The SQLITE_MASTER table looks like this:</p>
<blockquote><pre>
CREATE TABLE sqlite_master (
type TEXT,
name TEXT,
tbl_name TEXT,
rootpage INTEGER,
sql TEXT
);
</pre></blockquote>
<p>For tables, the <b>type</b> field will always be <b>'table'</b> and the
<b>name</b> field will be the name of the table. So to get a list of
all tables in the database, use the following SELECT command:</p>
<blockquote><pre>
SELECT name FROM sqlite_master
WHERE type='table'
ORDER BY name;
</pre></blockquote>
<p>For indices, <b>type</b> is equal to <b>'index'</b>, <b>name</b> is the
name of the index and <b>tbl_name</b> is the name of the table to which
the index belongs. For both tables and indices, the <b>sql</b> field is
the text of the original CREATE TABLE or CREATE INDEX statement that
created the table or index. For automatically created indices (used
to implement the PRIMARY KEY or UNIQUE constraints) the <b>sql</b> field
is NULL.</p>
<p>The SQLITE_MASTER table is read-only. You cannot change this table
using UPDATE, INSERT, or DELETE. The table is automatically updated by
CREATE TABLE, CREATE INDEX, DROP TABLE, and DROP INDEX commands.</p>
<p>Temporary tables do not appear in the SQLITE_MASTER table. Temporary
tables and their indices and triggers occur in another special table
named SQLITE_TEMP_MASTER. SQLITE_TEMP_MASTER works just like SQLITE_MASTER
except that it is only visible to the application that created the
temporary tables. To get a list of all tables, both permanent and
temporary, one can use a command similar to the following:
<blockquote><pre>
SELECT name FROM
(SELECT * FROM sqlite_master UNION ALL
SELECT * FROM sqlite_temp_master)

(Dataset items)
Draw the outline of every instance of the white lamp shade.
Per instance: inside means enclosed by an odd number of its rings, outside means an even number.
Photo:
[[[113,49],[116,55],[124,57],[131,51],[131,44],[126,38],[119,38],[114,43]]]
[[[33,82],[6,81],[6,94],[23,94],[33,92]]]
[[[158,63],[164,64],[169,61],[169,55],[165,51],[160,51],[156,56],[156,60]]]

» **Objective**
Pick up the passage about the SQLITE_MASTER table from its last line and keep writing it.

» **The output**
WHERE type='table'
ORDER BY name
</pre></blockquote>
}
faq {
Are there any known size limits to SQLite databases?
} {
<p>See <a href="limits.html">limits.html</a> for a full discussion of
the limits of SQLite.</p>
}
faq {
What is the maximum size of a VARCHAR in SQLite?
} {
<p>SQLite does not enforce the length of a VARCHAR. You can declare
a VARCHAR(10) and SQLite will be happy to let you put 500 characters
in it. And it will keep all 500 characters intact - it never truncates.
</p>
}
faq {
Does SQLite support a BLOB type?
} {
<p>SQLite versions 3.0 and later allow you to store BLOB data in any
column, even columns that are declared to hold some other type.</p>
}
faq {
How do I add or delete columns from an existing table in SQLite.
} {
<p>SQLite has limited
<a href="lang_altertable.html">ALTER TABLE</a> support that you can
use to add a column to the end of a table or to change the name of
a table.
If you what make more complex changes the structure of a table,
you will have to recreate the
table. You can save existing data to a temporary table, drop the
old table, create the new table, then copy the data back in from
the temporary table.</p>
<p>For example, suppose you have a table named "t1" with columns
names "a", "b", and "c" and that you want to delete column "c" from
this table. The following steps illustrate how this could be done:
</p>
<blockquote><pre>
BEGIN TRANSACTION;
CREATE TEMPORARY TABLE t1_backup(a,b);
INSERT INTO t1_backup SELECT a,b FROM t1;
DROP TABLE t1;
CREATE TABLE t1(a,b);
INSERT INTO t1 SELECT a,b FROM t1_backup;
DROP TABLE t1_backup;
COMMIT;
</pre></blockquote>
}
faq {
I deleted a lot of data but the database file did not get any
smaller. Is this a bug?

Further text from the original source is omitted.